◆ Input for this task:
-- Begin --

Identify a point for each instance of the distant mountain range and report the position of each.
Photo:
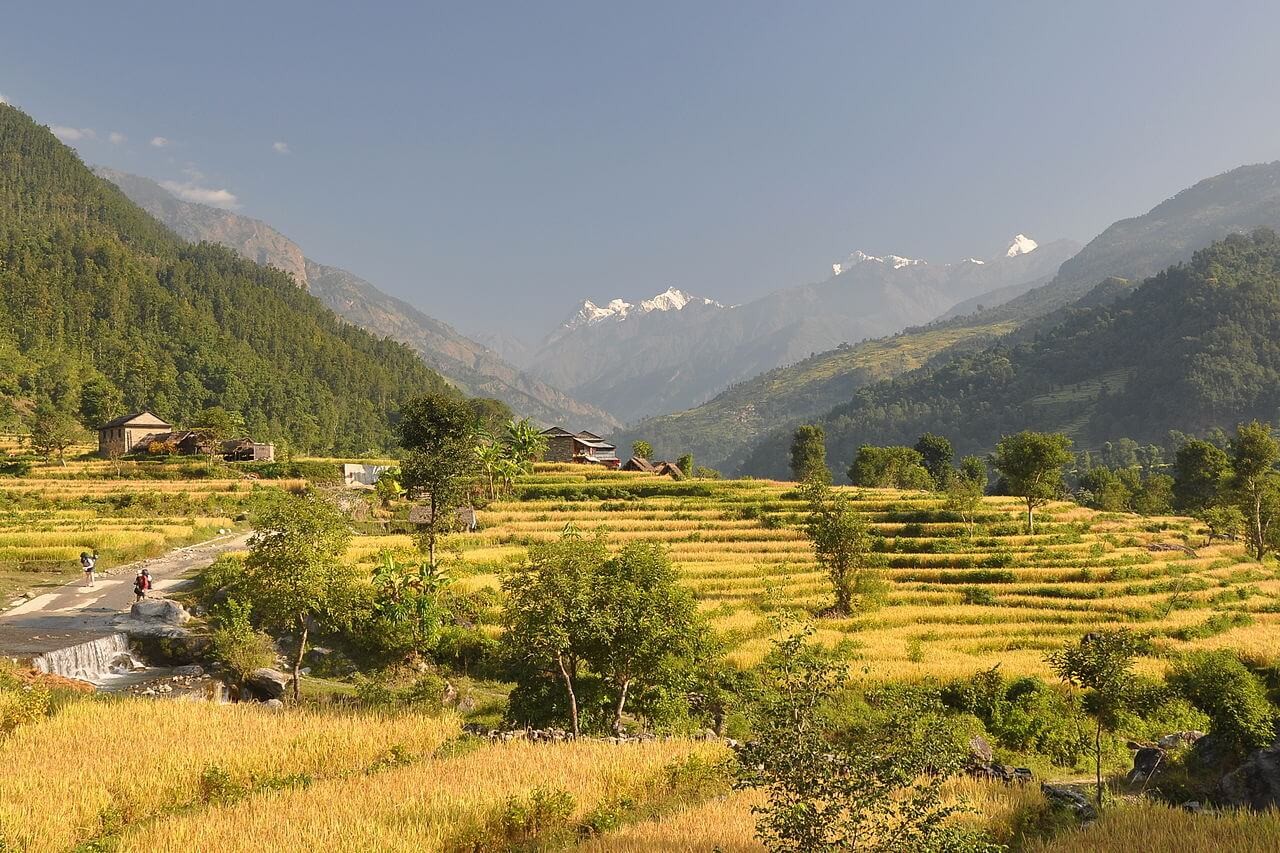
(1092, 352)
(471, 366)
(676, 350)
(745, 429)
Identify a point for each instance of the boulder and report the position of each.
(1070, 799)
(1255, 784)
(164, 611)
(266, 684)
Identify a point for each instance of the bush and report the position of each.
(1233, 697)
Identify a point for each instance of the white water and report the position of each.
(99, 662)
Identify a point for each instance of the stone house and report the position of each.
(584, 448)
(126, 433)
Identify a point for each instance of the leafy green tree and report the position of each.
(842, 544)
(1253, 479)
(895, 468)
(824, 792)
(53, 430)
(645, 624)
(809, 455)
(1102, 665)
(965, 489)
(1032, 465)
(549, 617)
(1234, 698)
(937, 454)
(439, 432)
(295, 574)
(1201, 471)
(236, 643)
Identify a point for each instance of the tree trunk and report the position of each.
(1097, 763)
(297, 662)
(617, 710)
(572, 696)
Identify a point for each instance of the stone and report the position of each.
(1256, 783)
(1072, 801)
(266, 684)
(1146, 762)
(159, 610)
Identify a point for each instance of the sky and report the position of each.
(494, 164)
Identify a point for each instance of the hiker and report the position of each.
(90, 565)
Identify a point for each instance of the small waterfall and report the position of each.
(95, 661)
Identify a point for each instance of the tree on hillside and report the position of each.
(964, 491)
(1255, 480)
(1032, 465)
(1201, 471)
(842, 544)
(891, 468)
(295, 574)
(439, 432)
(1102, 665)
(551, 621)
(937, 454)
(53, 430)
(824, 790)
(645, 624)
(809, 455)
(526, 442)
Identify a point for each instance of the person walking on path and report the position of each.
(90, 566)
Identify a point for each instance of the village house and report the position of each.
(584, 448)
(140, 432)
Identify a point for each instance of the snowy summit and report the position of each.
(670, 300)
(1022, 245)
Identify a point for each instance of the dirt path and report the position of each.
(76, 612)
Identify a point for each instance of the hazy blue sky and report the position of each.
(494, 164)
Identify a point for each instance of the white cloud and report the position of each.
(191, 191)
(72, 133)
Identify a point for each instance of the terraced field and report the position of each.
(956, 603)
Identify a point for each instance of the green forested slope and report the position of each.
(103, 310)
(1191, 349)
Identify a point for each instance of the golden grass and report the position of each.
(429, 806)
(137, 758)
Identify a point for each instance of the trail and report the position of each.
(76, 612)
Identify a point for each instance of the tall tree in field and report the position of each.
(809, 454)
(440, 433)
(295, 574)
(1253, 478)
(842, 543)
(1101, 664)
(1032, 464)
(1201, 471)
(53, 430)
(937, 454)
(647, 624)
(551, 620)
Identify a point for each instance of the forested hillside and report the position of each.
(1191, 349)
(104, 310)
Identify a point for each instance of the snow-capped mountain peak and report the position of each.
(670, 300)
(859, 256)
(1022, 245)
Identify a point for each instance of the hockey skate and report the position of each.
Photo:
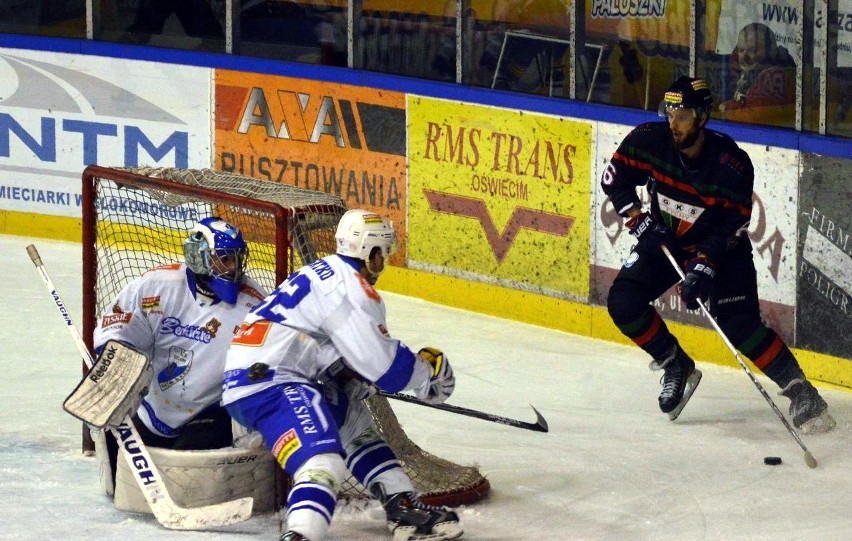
(680, 379)
(411, 520)
(807, 408)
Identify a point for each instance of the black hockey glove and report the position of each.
(697, 281)
(649, 233)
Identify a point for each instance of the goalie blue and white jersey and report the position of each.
(184, 336)
(325, 311)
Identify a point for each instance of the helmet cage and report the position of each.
(687, 93)
(216, 250)
(360, 231)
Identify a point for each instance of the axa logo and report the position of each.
(522, 218)
(291, 115)
(48, 109)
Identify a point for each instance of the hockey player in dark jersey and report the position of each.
(700, 187)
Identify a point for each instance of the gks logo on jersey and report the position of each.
(680, 217)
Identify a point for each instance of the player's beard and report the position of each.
(683, 141)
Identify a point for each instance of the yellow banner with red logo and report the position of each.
(663, 23)
(500, 195)
(340, 139)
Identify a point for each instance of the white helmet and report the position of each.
(359, 231)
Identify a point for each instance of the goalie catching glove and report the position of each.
(113, 388)
(443, 382)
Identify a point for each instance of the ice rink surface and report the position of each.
(612, 466)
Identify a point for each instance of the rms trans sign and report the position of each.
(61, 112)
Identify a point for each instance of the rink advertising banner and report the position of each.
(824, 273)
(499, 196)
(345, 140)
(658, 27)
(61, 112)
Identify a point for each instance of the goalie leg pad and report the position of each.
(113, 388)
(205, 477)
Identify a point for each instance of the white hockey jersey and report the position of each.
(184, 337)
(325, 311)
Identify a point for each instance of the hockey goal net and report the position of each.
(137, 218)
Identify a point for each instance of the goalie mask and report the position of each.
(360, 231)
(216, 252)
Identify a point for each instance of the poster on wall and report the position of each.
(824, 274)
(339, 139)
(499, 196)
(61, 112)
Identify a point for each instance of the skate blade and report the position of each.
(691, 384)
(409, 533)
(820, 424)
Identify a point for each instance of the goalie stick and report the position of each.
(539, 426)
(809, 458)
(149, 479)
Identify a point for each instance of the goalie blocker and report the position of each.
(113, 388)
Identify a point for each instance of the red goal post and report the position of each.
(137, 218)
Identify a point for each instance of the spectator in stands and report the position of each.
(765, 91)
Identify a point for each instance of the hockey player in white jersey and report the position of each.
(301, 364)
(183, 317)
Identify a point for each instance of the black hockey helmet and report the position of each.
(688, 93)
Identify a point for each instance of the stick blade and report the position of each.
(810, 460)
(541, 423)
(202, 518)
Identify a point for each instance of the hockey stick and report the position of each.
(809, 458)
(149, 479)
(539, 426)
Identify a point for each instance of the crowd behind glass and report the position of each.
(513, 45)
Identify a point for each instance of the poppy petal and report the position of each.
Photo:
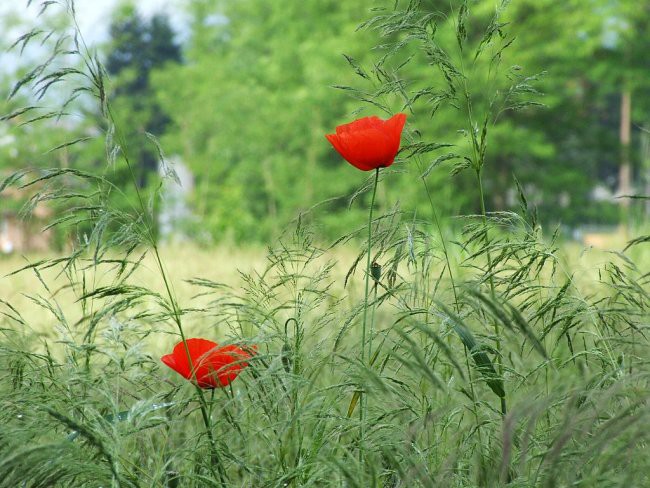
(370, 142)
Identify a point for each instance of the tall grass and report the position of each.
(490, 362)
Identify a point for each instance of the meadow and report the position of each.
(424, 344)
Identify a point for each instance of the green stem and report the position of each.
(215, 457)
(362, 398)
(497, 331)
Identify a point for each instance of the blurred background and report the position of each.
(240, 93)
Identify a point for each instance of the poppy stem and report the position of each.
(362, 396)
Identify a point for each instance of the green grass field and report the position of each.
(87, 402)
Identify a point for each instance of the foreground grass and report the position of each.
(86, 401)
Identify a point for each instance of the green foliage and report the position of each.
(489, 362)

-- End --

◆ Job: Rewrite all of the lines above with every "instance" swapped for "occurrence", changing nothing else. Leave the pictures out.

◆ Solution to this task:
Identify a point for each occurrence of the distant mountain range and report the position of each.
Photo:
(1092, 352)
(471, 366)
(676, 350)
(745, 429)
Identify a point for each occurrence of the boulder and report the position of each.
(1070, 799)
(1255, 784)
(164, 611)
(266, 684)
Identify a point for each occurrence of the bush and report the position of each.
(1233, 697)
Identify a point for each occurrence of the white water and report the position of each.
(99, 662)
Identify a point for each occurrence of the stone house and report the position of each.
(584, 448)
(126, 433)
Identify a point for each occurrence of the leafy green tree and report the position of each.
(842, 544)
(1253, 479)
(895, 468)
(824, 792)
(53, 430)
(645, 624)
(809, 455)
(1102, 665)
(965, 489)
(1032, 465)
(549, 617)
(1234, 698)
(937, 454)
(439, 432)
(295, 574)
(1201, 471)
(236, 643)
Identify a point for each occurrence of the tree trunk and report the position of each.
(1097, 763)
(297, 662)
(617, 710)
(572, 696)
Identify a point for each occurrence of the stone and report the position of each.
(1256, 783)
(1072, 801)
(266, 684)
(1146, 762)
(159, 610)
Identify a point for each occurrence of the sky and report the position of each.
(494, 164)
Identify a point for each occurrence of the hiker and report the position of each.
(90, 565)
Identify a point for each occurrence of the small waterfall and report the position of each.
(95, 661)
Identify a point for each occurrence of the tree on hillside and report the position of each.
(964, 491)
(1255, 480)
(1032, 465)
(1201, 471)
(842, 544)
(891, 468)
(295, 574)
(439, 432)
(1102, 665)
(551, 621)
(937, 454)
(53, 430)
(824, 790)
(645, 624)
(809, 455)
(526, 442)
Identify a point for each occurrence of the person walking on path and report the position of each.
(90, 566)
Identify a point for each occurrence of the village house and report the position of each.
(584, 448)
(140, 432)
Identify a point for each occurrence of the snowy summit and report the position of each.
(670, 300)
(1022, 245)
Identify a point for each occurrence of the dirt path and report the position of each.
(76, 612)
Identify a point for each occurrence of the hazy blue sky and report the position of each.
(494, 164)
Identify a point for each occurrence of the white cloud and report the position of each.
(191, 191)
(72, 133)
Identify a point for each occurrence of the terraced field and report the position of each.
(956, 603)
Identify a point for each occurrence of the green forested slope and report the position of each.
(103, 310)
(1191, 349)
Identify a point for each occurrence of the golden grass and report the position of each.
(429, 806)
(137, 758)
Identify a point for each occurrence of the trail and report the position of each.
(76, 612)
Identify a point for each occurrence of the tall tree in field and report the position of each.
(809, 454)
(440, 433)
(295, 574)
(1253, 478)
(842, 543)
(1101, 664)
(1032, 464)
(1201, 471)
(53, 430)
(937, 454)
(647, 624)
(551, 620)
Identify a point for each occurrence of the forested hillside and report the position of each.
(1191, 349)
(104, 310)
Identify a point for each occurrence of the snow-capped mountain peak and report the position of each.
(670, 300)
(859, 256)
(1022, 245)
Identify a point for each occurrence of the hockey skate and report the position of each.
Photo:
(680, 379)
(411, 520)
(807, 408)
Identify a point for each occurrence of the black hockey glove and report the position of each.
(697, 281)
(649, 233)
Identify a point for each occurrence of the goalie blue and white jersey and report the position of each.
(184, 336)
(325, 311)
Identify a point for each occurrence of the helmet cage and report the position of each.
(687, 93)
(216, 250)
(360, 231)
Identify a point for each occurrence of the axa logo and report the position of each.
(522, 218)
(291, 115)
(48, 109)
Identify a point for each occurrence of the hockey player in dark jersey and report the position of each.
(700, 187)
Identify a point for each occurrence of the gks logo on jersey and report the position of each.
(680, 217)
Identify a point for each occurrence of the player's beard and report the position of each.
(683, 141)
Identify a point for each occurrence of the yellow banner with red logo and report the position of each.
(663, 23)
(500, 195)
(340, 139)
Identify a point for each occurrence of the white helmet and report the position of each.
(359, 231)
Identify a point for each occurrence of the goalie catching glove and report the position of each.
(113, 388)
(443, 382)
Identify a point for each occurrence of the ice rink surface and report the position of each.
(612, 466)
Identify a point for each occurrence of the rms trans sign and report the position of each.
(61, 112)
Identify a point for each occurrence of the rink advertising banner and report the position of each.
(824, 273)
(499, 196)
(345, 140)
(658, 27)
(61, 112)
Identify a point for each occurrence of the goalie leg pad and report the position of each.
(113, 388)
(205, 477)
Identify a point for each occurrence of the white hockey jersey and report the position of each.
(184, 337)
(325, 311)
Identify a point for each occurrence of the hockey goal net and report the position of each.
(137, 218)
Identify a point for each occurrence of the goalie mask and report the position of each.
(360, 231)
(216, 252)
Identify a point for each occurrence of the poster on wall and report the position of each.
(824, 274)
(339, 139)
(499, 196)
(61, 112)
Identify a point for each occurrence of the skate blade and report the position of each.
(691, 384)
(409, 533)
(820, 424)
Identify a point for each occurrence of the goalie stick and report the position of each.
(539, 426)
(809, 458)
(149, 479)
Identify a point for each occurrence of the goalie blocker and report the position of each.
(113, 388)
Identify a point for each occurrence of the red goal post and report the position of each.
(137, 218)
Identify a point for each occurrence of the spectator in stands and report the position of each.
(765, 91)
Identify a point for each occurrence of the hockey player in white jersey and report the position of each.
(301, 364)
(183, 317)
Identify a point for each occurrence of the black hockey helmet and report the position of each.
(688, 93)
Identify a point for each occurrence of the stick blade and report the position of each.
(810, 460)
(541, 423)
(202, 518)
Identify a point for each occurrence of the hockey stick and report the position of each.
(809, 458)
(149, 479)
(539, 426)
Identify a point for each occurrence of the crowd behind glass and report the position of each.
(513, 45)
Identify a point for each occurrence of the poppy petal and report the position of each.
Photo:
(370, 142)
Identify a point for each occurrence of the tall grass and report the position of each.
(490, 362)
Identify a point for each occurrence of the meadow and report the position of each.
(424, 344)
Identify a point for each occurrence of the green stem and report the position of each.
(215, 457)
(362, 398)
(497, 331)
Identify a point for each occurrence of the blurred background and report the position of each.
(240, 93)
Identify a point for each occurrence of the poppy stem and report the position of each.
(362, 396)
Identify a point for each occurrence of the green grass field and report the position of each.
(87, 402)
Identify a point for each occurrence of the foreground grass and report the position of each.
(86, 401)
Identify a point for each occurrence of the green foliage and report the position of each.
(489, 362)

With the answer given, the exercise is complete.